[Image location labeling entries]

◆ ◆ ◆

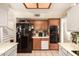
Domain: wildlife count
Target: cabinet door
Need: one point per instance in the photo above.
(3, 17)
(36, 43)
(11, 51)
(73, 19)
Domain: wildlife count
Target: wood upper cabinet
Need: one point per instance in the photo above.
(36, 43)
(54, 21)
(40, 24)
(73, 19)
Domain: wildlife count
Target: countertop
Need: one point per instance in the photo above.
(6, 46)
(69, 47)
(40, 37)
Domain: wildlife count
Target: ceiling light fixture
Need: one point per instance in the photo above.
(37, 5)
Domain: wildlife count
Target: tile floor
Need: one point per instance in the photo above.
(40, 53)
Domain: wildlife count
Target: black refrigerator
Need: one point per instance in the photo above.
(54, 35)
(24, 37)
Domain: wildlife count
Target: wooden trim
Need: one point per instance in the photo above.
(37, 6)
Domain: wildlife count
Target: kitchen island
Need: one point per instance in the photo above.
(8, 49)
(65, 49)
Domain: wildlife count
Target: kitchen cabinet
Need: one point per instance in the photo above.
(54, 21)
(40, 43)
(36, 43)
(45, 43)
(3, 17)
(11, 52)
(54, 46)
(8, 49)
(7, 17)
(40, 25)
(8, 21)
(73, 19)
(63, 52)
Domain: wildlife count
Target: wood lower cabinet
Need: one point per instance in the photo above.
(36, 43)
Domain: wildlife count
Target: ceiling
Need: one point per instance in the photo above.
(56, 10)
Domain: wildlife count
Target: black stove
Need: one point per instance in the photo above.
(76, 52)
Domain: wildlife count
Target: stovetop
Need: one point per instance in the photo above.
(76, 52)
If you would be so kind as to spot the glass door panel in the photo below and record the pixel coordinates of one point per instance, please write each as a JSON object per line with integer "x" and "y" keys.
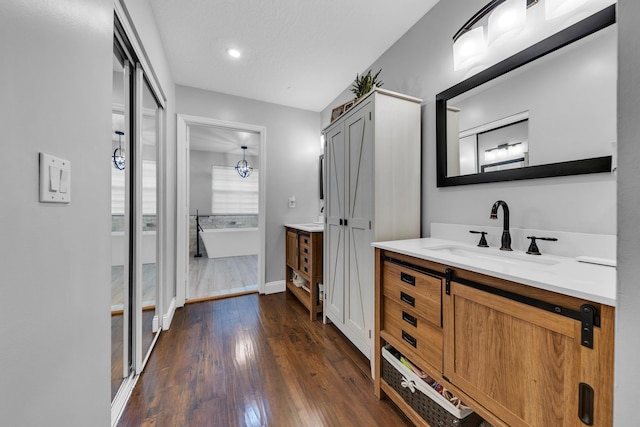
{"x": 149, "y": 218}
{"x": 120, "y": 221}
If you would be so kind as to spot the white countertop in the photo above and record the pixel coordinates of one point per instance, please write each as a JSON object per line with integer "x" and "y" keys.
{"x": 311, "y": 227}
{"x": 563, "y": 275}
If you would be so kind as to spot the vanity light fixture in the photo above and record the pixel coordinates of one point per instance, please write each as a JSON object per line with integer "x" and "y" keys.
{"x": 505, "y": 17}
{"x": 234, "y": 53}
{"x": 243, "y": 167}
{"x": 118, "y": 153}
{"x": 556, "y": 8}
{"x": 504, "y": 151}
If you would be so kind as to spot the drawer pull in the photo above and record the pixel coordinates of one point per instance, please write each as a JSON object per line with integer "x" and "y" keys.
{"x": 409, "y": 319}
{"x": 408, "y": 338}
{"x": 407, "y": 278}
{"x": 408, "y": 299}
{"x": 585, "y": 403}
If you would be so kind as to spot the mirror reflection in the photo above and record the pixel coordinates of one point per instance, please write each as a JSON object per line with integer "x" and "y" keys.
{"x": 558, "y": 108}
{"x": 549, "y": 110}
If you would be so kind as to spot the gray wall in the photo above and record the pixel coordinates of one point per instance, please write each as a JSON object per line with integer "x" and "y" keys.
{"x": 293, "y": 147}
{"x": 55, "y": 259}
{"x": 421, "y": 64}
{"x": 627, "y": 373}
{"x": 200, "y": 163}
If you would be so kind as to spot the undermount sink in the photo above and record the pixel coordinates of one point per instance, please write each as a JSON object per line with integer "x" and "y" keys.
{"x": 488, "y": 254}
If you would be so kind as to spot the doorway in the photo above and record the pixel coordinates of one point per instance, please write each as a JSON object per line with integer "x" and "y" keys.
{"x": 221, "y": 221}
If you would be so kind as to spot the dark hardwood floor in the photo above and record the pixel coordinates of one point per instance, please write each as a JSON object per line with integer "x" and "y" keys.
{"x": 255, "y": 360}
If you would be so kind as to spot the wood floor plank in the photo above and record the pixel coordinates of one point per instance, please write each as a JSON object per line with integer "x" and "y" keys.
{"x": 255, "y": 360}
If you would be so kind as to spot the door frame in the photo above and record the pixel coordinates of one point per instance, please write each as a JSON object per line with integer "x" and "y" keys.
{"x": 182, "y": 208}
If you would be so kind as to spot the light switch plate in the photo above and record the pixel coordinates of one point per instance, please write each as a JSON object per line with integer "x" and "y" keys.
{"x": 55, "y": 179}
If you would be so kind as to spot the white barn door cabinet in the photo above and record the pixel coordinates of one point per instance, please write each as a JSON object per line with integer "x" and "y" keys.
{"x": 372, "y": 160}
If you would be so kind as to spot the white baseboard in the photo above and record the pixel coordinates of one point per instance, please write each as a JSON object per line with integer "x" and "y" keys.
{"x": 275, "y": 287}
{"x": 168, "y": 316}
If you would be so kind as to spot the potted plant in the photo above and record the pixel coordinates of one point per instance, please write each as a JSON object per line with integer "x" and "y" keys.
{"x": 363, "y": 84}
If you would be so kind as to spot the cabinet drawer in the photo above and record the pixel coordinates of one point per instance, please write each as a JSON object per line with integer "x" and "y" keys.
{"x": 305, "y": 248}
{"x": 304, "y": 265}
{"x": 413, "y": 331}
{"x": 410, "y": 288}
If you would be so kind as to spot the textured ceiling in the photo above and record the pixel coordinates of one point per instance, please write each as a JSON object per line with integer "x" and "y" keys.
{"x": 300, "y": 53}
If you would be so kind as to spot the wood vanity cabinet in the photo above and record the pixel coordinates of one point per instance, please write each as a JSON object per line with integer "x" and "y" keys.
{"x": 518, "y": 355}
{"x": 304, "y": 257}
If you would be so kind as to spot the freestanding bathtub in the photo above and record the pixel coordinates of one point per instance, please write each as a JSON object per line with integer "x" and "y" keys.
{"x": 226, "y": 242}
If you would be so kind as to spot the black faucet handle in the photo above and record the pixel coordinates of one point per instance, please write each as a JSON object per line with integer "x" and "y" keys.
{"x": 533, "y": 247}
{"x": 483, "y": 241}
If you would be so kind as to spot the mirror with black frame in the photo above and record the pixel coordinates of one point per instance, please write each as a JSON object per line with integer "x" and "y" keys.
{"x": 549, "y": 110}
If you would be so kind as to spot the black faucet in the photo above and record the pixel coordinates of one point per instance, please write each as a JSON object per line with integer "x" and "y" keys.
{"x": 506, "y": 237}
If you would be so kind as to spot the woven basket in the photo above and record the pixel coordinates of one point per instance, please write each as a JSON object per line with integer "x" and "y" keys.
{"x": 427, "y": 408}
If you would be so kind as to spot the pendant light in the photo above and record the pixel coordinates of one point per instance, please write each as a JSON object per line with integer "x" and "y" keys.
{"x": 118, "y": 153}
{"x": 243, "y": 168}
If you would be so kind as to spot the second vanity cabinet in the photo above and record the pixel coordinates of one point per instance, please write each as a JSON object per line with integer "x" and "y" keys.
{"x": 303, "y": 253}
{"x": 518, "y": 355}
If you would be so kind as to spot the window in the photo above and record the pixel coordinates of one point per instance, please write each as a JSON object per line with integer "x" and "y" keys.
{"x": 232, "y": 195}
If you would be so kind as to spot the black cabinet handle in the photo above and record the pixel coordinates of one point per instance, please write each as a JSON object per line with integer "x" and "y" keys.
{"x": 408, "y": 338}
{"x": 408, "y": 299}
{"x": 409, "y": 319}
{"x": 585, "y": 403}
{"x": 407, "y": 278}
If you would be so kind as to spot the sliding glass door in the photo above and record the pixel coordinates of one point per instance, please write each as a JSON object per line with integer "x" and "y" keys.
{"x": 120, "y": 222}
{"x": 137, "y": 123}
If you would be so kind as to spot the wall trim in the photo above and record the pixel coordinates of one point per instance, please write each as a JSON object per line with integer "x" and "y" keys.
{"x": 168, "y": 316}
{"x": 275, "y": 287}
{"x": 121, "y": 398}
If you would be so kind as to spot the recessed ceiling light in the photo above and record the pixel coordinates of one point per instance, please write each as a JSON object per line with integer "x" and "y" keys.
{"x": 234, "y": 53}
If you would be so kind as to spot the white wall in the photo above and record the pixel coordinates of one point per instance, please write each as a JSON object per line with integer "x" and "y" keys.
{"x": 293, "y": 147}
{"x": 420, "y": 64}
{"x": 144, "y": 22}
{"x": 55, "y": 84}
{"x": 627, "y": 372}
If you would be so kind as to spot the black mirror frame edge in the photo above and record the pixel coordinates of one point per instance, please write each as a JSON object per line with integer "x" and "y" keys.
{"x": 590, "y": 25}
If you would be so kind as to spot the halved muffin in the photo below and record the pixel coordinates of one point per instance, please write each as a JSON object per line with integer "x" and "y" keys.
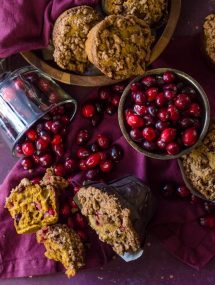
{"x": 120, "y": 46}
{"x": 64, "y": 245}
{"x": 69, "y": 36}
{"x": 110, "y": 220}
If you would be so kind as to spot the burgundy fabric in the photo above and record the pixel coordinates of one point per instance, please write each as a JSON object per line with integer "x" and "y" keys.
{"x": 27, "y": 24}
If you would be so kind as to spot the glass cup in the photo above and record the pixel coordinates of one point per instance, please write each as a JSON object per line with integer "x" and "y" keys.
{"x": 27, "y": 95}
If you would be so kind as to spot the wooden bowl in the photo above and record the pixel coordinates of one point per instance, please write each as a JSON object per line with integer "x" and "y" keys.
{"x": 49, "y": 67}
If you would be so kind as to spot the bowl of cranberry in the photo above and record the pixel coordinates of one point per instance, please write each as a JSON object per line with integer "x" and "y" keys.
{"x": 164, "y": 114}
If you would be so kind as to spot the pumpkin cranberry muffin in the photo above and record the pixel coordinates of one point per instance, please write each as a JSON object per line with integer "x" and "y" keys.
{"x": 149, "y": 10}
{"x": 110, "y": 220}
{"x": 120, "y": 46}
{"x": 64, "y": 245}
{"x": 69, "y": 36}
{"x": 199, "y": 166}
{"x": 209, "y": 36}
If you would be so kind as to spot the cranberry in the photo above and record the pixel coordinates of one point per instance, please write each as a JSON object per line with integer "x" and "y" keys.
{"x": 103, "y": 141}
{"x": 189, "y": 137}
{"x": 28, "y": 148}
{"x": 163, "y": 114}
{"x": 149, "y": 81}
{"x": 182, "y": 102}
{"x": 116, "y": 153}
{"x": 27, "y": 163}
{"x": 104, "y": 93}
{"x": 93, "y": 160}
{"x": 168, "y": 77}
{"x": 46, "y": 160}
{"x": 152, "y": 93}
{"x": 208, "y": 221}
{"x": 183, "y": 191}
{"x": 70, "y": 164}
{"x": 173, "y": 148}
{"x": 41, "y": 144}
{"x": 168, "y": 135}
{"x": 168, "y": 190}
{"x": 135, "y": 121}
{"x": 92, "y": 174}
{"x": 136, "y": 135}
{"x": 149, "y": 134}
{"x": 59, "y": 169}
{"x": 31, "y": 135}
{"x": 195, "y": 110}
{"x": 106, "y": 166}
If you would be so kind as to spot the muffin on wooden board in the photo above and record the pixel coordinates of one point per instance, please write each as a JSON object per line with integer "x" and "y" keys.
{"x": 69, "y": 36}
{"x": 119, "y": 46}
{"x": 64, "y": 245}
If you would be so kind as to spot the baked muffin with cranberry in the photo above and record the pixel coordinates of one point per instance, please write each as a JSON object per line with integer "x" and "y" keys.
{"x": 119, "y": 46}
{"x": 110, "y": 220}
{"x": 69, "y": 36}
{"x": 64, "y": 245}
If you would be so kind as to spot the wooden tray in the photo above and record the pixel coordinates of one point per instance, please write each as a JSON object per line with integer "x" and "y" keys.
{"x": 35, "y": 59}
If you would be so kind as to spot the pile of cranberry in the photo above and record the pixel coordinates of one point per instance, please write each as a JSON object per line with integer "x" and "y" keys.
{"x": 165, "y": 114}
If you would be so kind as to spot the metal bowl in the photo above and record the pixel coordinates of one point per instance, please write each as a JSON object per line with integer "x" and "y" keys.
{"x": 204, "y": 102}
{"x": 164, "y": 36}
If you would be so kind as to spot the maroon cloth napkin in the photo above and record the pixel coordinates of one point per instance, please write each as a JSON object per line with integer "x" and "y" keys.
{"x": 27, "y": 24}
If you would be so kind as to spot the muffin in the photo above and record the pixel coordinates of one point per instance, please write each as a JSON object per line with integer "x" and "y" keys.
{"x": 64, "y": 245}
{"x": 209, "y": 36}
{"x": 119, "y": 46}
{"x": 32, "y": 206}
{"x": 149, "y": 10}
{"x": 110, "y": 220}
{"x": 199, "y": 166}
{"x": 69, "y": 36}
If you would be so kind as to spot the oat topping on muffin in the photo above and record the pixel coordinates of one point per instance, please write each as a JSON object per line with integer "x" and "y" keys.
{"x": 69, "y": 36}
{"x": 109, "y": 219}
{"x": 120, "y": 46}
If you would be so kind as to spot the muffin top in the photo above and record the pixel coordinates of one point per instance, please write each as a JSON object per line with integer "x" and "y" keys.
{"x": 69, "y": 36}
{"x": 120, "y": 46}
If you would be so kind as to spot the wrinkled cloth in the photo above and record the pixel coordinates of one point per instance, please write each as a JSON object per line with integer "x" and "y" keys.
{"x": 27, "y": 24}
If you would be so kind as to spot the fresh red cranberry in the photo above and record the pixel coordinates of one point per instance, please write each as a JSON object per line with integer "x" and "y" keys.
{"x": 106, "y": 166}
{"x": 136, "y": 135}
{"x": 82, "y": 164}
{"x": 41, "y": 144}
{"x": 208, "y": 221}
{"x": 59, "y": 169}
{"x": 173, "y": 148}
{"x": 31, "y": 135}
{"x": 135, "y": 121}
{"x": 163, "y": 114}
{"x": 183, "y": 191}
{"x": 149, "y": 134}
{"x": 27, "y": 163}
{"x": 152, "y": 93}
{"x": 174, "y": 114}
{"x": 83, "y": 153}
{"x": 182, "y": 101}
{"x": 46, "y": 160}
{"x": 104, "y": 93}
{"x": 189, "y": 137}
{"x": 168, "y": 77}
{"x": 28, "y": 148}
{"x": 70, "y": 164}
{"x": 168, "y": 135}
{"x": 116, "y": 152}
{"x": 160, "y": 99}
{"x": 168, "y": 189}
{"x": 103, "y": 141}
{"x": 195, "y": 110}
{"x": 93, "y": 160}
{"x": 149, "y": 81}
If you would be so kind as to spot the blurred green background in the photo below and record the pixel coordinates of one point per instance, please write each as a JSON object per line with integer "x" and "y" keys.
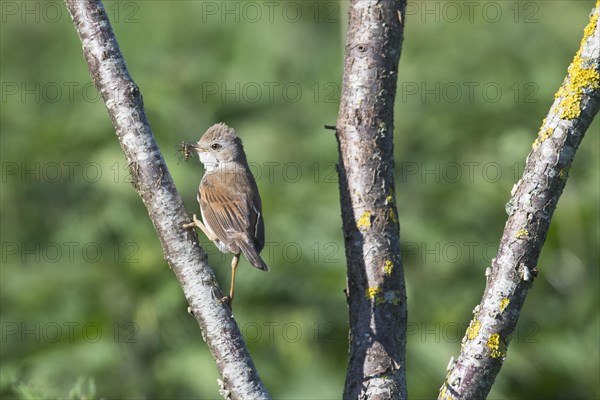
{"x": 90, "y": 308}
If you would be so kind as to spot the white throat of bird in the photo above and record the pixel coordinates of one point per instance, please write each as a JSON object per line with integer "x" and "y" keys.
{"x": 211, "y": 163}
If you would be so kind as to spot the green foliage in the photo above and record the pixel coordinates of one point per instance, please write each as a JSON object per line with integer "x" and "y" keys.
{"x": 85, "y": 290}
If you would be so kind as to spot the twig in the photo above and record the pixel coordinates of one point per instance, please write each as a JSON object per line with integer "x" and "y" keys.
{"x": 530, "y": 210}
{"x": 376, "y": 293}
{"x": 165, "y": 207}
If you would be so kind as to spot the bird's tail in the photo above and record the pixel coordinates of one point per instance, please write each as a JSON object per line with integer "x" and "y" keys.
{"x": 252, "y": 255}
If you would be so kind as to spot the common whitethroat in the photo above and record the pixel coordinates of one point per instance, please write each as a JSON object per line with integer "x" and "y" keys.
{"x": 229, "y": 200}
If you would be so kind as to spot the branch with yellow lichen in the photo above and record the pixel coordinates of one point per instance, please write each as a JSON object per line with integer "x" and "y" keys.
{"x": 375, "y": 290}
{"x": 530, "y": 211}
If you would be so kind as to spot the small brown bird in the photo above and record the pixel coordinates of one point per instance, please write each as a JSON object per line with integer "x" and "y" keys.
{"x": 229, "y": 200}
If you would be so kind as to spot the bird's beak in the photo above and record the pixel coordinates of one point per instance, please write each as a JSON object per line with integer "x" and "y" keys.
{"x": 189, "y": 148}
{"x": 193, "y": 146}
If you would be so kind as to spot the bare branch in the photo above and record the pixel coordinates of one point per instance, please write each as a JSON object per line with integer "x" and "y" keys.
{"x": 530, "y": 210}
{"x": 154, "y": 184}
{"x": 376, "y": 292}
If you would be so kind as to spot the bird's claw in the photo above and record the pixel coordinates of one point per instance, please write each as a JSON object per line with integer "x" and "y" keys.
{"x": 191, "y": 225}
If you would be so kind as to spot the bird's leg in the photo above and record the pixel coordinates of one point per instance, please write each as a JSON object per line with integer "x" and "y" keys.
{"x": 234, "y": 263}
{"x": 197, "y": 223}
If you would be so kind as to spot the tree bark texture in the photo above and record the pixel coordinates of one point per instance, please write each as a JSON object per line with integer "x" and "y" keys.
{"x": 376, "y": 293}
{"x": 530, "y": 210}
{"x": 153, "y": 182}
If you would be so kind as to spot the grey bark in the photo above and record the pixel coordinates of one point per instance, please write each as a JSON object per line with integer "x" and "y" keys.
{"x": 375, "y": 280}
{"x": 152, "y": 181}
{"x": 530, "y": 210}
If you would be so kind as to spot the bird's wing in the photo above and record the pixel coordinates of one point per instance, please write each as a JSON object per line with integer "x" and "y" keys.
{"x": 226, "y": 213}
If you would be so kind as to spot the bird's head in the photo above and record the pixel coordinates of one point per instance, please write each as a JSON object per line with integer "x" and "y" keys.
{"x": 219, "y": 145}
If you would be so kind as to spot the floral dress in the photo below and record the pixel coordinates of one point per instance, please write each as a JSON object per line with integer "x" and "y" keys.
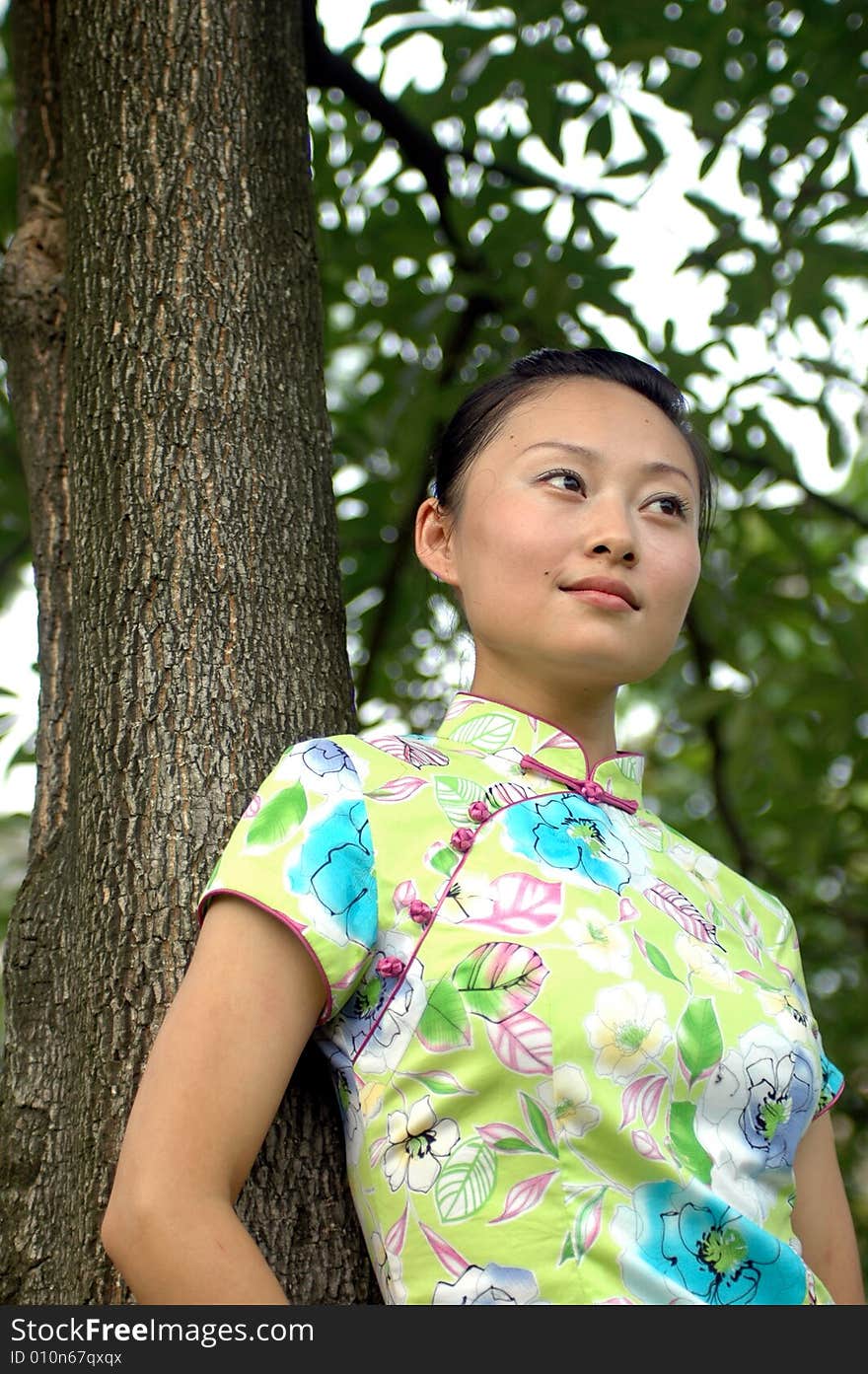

◆ ◆ ◆

» Exercise prompt:
Quote verbatim the final run of lines in the material above, from the line that contains "the bird's head" through the very last line, excluding any pictures.

» The answer:
If you would be so kind as to spot the bird's head in the photo above and record the pixel coordinates of one point per instance, please write each as a JSON object per line with integer "x" and "y" keys.
{"x": 219, "y": 145}
If you would be so kind as to spot the floral dress in the photo below and record the pixel coordinates of one point per instance, please write each as a JSON object per line with integer "x" and "y" keys.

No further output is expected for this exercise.